(Data records)
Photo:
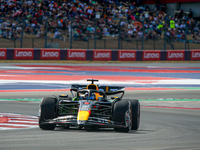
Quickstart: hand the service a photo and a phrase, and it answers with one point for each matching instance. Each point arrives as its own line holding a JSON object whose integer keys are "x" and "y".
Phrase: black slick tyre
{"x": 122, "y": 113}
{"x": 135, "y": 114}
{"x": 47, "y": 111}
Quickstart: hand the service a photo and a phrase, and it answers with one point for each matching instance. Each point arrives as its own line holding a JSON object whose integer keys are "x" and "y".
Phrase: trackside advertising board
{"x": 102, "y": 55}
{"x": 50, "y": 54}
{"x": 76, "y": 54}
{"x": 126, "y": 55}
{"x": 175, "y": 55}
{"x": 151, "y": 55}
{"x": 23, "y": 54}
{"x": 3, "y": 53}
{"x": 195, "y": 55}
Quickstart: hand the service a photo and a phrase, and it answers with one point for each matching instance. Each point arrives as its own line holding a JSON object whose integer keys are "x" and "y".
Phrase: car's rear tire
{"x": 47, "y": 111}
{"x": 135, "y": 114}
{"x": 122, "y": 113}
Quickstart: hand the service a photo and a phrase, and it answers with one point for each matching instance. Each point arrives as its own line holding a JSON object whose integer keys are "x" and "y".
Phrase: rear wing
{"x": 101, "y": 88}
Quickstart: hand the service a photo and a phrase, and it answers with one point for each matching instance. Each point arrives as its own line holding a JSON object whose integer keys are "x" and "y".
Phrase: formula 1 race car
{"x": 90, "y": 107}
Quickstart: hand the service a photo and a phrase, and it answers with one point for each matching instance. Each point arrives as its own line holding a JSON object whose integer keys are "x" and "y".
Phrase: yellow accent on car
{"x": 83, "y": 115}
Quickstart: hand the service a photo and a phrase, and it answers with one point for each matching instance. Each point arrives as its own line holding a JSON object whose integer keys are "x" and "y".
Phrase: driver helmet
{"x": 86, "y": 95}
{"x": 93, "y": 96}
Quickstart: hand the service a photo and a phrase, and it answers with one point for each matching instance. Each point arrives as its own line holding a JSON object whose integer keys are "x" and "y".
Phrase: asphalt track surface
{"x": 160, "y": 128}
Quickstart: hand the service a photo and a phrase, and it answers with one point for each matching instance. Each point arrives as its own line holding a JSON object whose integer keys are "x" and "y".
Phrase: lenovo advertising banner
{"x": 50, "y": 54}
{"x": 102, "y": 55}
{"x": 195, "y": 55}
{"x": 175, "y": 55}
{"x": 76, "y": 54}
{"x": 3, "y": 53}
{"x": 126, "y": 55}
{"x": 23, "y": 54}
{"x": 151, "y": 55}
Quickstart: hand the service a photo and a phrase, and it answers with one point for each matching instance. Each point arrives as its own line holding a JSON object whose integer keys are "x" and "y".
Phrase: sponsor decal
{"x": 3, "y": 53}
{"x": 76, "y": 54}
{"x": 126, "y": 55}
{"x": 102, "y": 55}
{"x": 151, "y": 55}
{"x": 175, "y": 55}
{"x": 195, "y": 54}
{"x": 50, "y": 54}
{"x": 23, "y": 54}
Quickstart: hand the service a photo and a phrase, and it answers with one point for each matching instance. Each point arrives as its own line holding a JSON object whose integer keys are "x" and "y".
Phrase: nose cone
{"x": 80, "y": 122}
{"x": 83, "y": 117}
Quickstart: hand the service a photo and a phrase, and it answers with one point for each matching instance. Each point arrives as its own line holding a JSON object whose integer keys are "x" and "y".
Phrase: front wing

Task statement →
What is needed is an exact repetition of every entry, without the pictures.

Result →
Photo:
Quickstart: hand the service a photo and a phrase, and it answers with one point for each matching instance. Each point arrives as its own line holding a JSON object whose integer keys are "x" and "y".
Phrase: black slick tyre
{"x": 122, "y": 113}
{"x": 135, "y": 114}
{"x": 47, "y": 111}
Quickstart: hand the service a photo and a phrase, and it answers with one point for each matching instance. Each point arrives as its own line holding a JSON object whose integer keys are "x" and "y".
Phrase: trackside advertising board
{"x": 102, "y": 55}
{"x": 50, "y": 54}
{"x": 76, "y": 54}
{"x": 126, "y": 55}
{"x": 175, "y": 55}
{"x": 151, "y": 55}
{"x": 23, "y": 54}
{"x": 3, "y": 53}
{"x": 195, "y": 55}
Quickstart: hand the service a photo and a phrase, and it answers with one point for each matching instance. Each point arrives as its own line holding a JSON object whose integer keys are "x" and "y".
Phrase: car's rear tire
{"x": 47, "y": 111}
{"x": 135, "y": 114}
{"x": 122, "y": 113}
Quickstart: hand the service a photo and a phrase, and it answers with one point for each matching instance. Each point arrives as its own line holding a JSON object whose integer keys are "x" and "y".
Phrase: rear wing
{"x": 101, "y": 88}
Quickstart: hand the service a photo and a phrase, and it answers with one point for each matching instance. Each point arrives as its own line holding a JSON object whose integer keys are "x" and "y".
Phrase: formula 1 race car
{"x": 90, "y": 107}
Quickstart: hand the service a photo and a phrase, and it answers with one point for each matching instance. Each point arrives as its own line holding a JSON object whose integer keys are "x" and "y".
Phrase: yellow accent on car
{"x": 83, "y": 115}
Quickstart: hand the service a photo and a phrase, and it answers with one point for each matching instance. Each point arrives as its own line holding a JSON object whose integer keys are "x" and "y".
Phrase: driver helmet
{"x": 86, "y": 95}
{"x": 93, "y": 96}
Quickstart: hand the service a photo and a phrase, and it answers with one point for each matching instance. Each point arrives as its own line holding a JSON object whose integer keys are "x" and "y".
Phrase: asphalt track surface
{"x": 160, "y": 128}
Quickstart: hand the service a photo and a phrase, and it answers with one point for each matching instance. Each point arrives as its own line holding a JSON object whose integer keys are "x" and "y".
Phrase: lenovo advertising banner
{"x": 50, "y": 54}
{"x": 102, "y": 55}
{"x": 195, "y": 55}
{"x": 175, "y": 55}
{"x": 76, "y": 54}
{"x": 3, "y": 53}
{"x": 126, "y": 55}
{"x": 23, "y": 54}
{"x": 151, "y": 55}
Quickstart: hand the service a photo and a phrase, and it answers with one point for each matching instance. Each point arrives as its own line holding a JSON object whose integer keys are "x" and "y".
Phrase: sponsor decal
{"x": 3, "y": 53}
{"x": 76, "y": 54}
{"x": 126, "y": 55}
{"x": 102, "y": 55}
{"x": 151, "y": 55}
{"x": 175, "y": 55}
{"x": 195, "y": 54}
{"x": 50, "y": 54}
{"x": 23, "y": 54}
Quickstart: hand the service a photo and a phrase, and it answers with one point for each matching instance. Each point arrives as its own line holding a JSON object whose integer keys are "x" and "y".
Phrase: nose cone
{"x": 80, "y": 122}
{"x": 83, "y": 117}
Quickstart: hand the service a photo and a phrase, and it answers with one point for each matching instance. Each point arrives as its own line holding a JSON object whose integer keys are "x" and "y".
Phrase: front wing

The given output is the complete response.